— Start Document extract —

In other words, when asked how come there is so little by way of erudition or cultured attitudes in Ukraine, one may well answer that very few people had an opportunity to graduate from three higher schools.
Life really consists of simple necessary things. They are necessary, because they cannot be bypassed; they are simple, and consequently they cannot be simplified. One cannot live without thinking things over, meaning that clear thinking is necessary. The choice is simple: you are either clever or stupid. A simple thing, really (here simple does not mean primitive. In this sense being simple means that a certain thing is impossible to consider as made of a little of this and that, as being composed of so many even simpler things; just as a woman cannot be considered "somewhat pregnant").
But let us go further. The mind exists only in dialogue, in communication - i.e., in practice, just like courage, kindness, or any other human quality. It is impossible to remain kind doing nothing or be clever without getting involved in various forms of communication, whether scientific, political, or business. And when there is no advanced infrastructure (numerous computer networks, scientific conferences, periodicals, publishers, etc.), when free communications are cut short by administrative measures, when the very nutrient medium of intellect disappears. The natural consequence: this intellect disappears in a society as a phenomenon (e.g., brain drain).
Merab Mamardashvili dealt with precisely such simple and inconspicuous links. The key paradox in his description of the situation existing in the country at the period was the allegation that there was nothing real about that society. Generally speaking, the very notion of reality shows that, if nothing living can exist, no live movement can come to pass; there are not any of those necessary and simple things; they do not work, meaning that there is no reality and neither could there have been any.
The philosopher's train of thought was simple, despite it being so paradoxical: justice, good, beauty, and love - things we hold precious but existing only in the presence of certain individuals, human beings translating these notions into practice. These things do not exist by themselves. For Good to exist someone has to do things generally considered good. If nobody does such things good cannot exist. The same applies to beauty and mercy. Such things can only occur in the world through human deeds. They cannot come about of their own free will. This is a universal rule. For example laws can work in a society only when there are people prepared to observe them. Likewise, a constitution is effective only when there are people willing to abide by it.
Let me note in passing that competent understanding of these fundamental things can be ascertained precisely by perceiving their linkage to a given individual with his/her own unique visage, the only one capable of keeping his actions under control. One of Academician Sakharov's friends said: "Quite recently a middle-aged scientist who knew Andrei Sakharov well told me that he still was not sure what the human rights movement had actually achieved in the USSR (Sakharov included). Indeed, they saved several persons, but this did not help solve any of the global problems. This concept is widespread, testimony to a complete lack to understanding Sakharov and his civil, primarily moral stand. On more than one occasion I heard Mr. Sakharov say in a voice seemingly lacking confidence but in reality dotting the i's and crossing the t's: "I guess I really did save his life."
Here an extremely strict rule is at play, the true understanding of "great things" like God, Truth, and one's native land. How can someone who does not love his brother love a God that he cannot see? In other words, if one does not appreciate or fails to perceive the value of one's fellow human beings, however talented or inimitable he is, one cannot be expected to perceive the true value of the things one seems to be struggling for, for these things can exist only through a given individual fighting for or against them.

— End Document extract —
— Start Supplied material —

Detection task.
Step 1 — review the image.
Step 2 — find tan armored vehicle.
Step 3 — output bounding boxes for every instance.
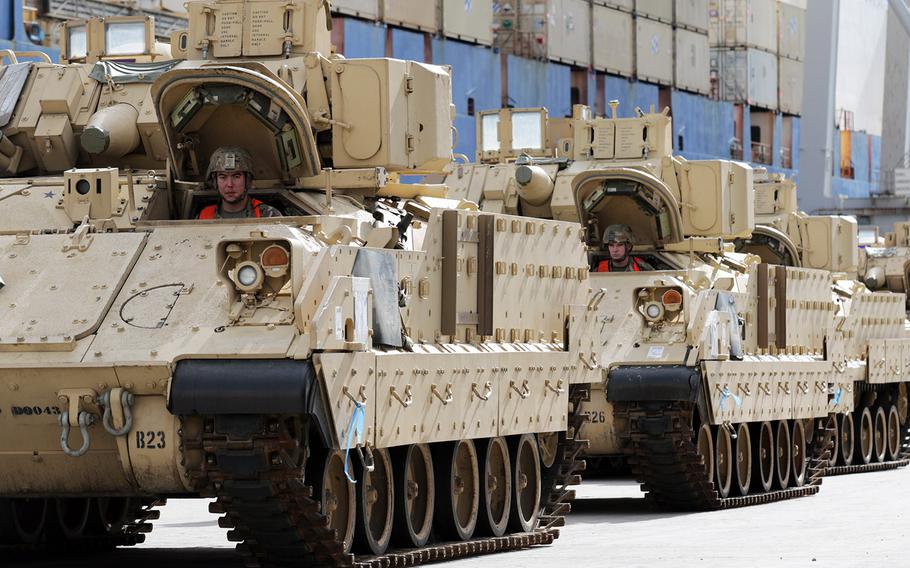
[0,0,600,566]
[446,104,910,509]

— End Supplied material —

- **Requirements**:
1) Answer these questions about the essay on simple necessary things:
(a) In what, according to the essay, does the mind exist?
(b) What was the key paradox in Mamardashvili's description of the situation in the country at the period?
(c) What does the essay say a constitution needs in order to be effective?
2) Sum up the essay on simple necessary things in two sentences.
3) Pick up the essay on simple necessary things after its last sentence and continue it.
The entries are separate material from the essay on simple necessary things.

- **Answers below**:
1)
(a) The mind exists only in dialogue, in communication, that is, in practice.
(b) The key paradox was the allegation that there was nothing real about that society.
(c) A constitution is effective only when there are people willing to abide by it.

2) Life consists of simple, necessary things such as clear thinking, and the mind exists only through communication, so it disappears from a society when free communication is cut short. Following Mamardashvili, the essay holds that good, justice, beauty and laws exist only when individuals put them into practice, which is why valuing one's fellow human beings comes before valuing any great cause.

3)
In other words, there is an unbreakable link between all those simple things necessary for us and the individual, unbreakable because if there is no person there are no such things. Without being an individual, one cannot act according to the dictates of one's conscience, just as one cannot show genuine mercy or perceive of things truly beautiful. Without such things life becomes meaningless and we can see as much with our own eyes. Mamardashvili would say: "Let's take the revolutionizing perestroika campaign. Is it really irreversible? I do not know. I know only the way to make it irreversible. Irreversibility is something only man can do. This takes individual points of irreversibility and it is important to know precisely how many such points actually exist and against which any counteraction will inevitably result in disintegration and ruination. Now these are the values to compose any mathematically valid integral.
What I am driving at is that we will not be able to locate enough personalities jealously keeping their name clean and their products good, making them into all those "simple necessary things."
How can we increase the quantity of such things? (One is instantly aware of all those urgent or top priority measures, building up individuality, the good old Soviet officialese effectively surviving all political changes in this country.) Yet a question posed must be answered, and this answer is like the one about the intelligentsia. Let me tell you about a tourist looking at a beautiful flower-bed in a British park. The tourist was obviously a man of means and wanted to know how he could have a similar lawn at his estate. The answer was: plant grass and such-and-such herbs, water them every day, trim, and two hundred years later you are likely to have an exact replica.
Certainly, individuality can develop under any conditions. But to make it the rule, not exception, a given society must have forces of long duration and sufficient influence to foster the process. Take the notion of private ownership. It still hurts many domestic ears, sounding more like theft than private business. In reality private property is the very basis upon which rests every individual. It is a fool-proof system warding off any unwelcome influence from without. In the eighteenth century British Prime Minister William Pitt declared that a pauper living in his miserable makeshift home had the right to resist the Crown. The house can collapse, the roof can be shook, the wind can whistle in every corner or collapse under a storm, giving way to cold rain, yet the British king cannot step into this home, for all his power does not give him the right to cross the threshold of this miserable abode.
It is understandable that when such forces giving the citizen independent support are at work in a society for generations to come, other absolutely different individuals emerge who are absent in any other society without such underlying principles. Mamardashvili recalled history, about how in that same eighteenth century Prussian King Frederick, finding a nearby mill marring his view of landscape, wanted to have it torn down. The peasant owning the mill refused to part with his property. The king threatened him with confiscation, to which the peasant replied that there were judges in Prussia. The monarch liked the answer so much he ordered the text carved on one of the porticos of his summer retreat.
Such forms as private property arise and work naturally as a separate species. By the same token man cannot do anything to act instead of earth, yielding wheat, because earth has to do this itself, unaided. Likewise, it is impossible to replace any effects produced by certain forms on public life, the market, for example, being one such form. It is not simply a way to exchange goods but a certain information device, a gamble on supply and demand producing certain ratios and costs. The price becomes known to us (the market seems to inform us about it), it is our knowledge; and at the same time it is a fact: such-and-such a ratio has been established. Here knowledge does not exist separate from hard fact. We cannot find out the price without the market, without a definite supply and demand ratio.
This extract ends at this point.